#### [Data extract]
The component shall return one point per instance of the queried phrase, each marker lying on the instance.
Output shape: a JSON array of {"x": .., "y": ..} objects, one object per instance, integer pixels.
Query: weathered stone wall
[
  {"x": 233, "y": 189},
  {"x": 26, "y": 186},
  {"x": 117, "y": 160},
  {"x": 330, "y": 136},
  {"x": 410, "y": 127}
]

#### [Aim of the task]
Pull every line with the string "instance" out of the material.

#### [Your solution]
The component shall return one point per instance of the queried phrase, each marker lying on the instance.
Output shape: a JSON array of {"x": .., "y": ..} objects, one object per instance, integer pixels.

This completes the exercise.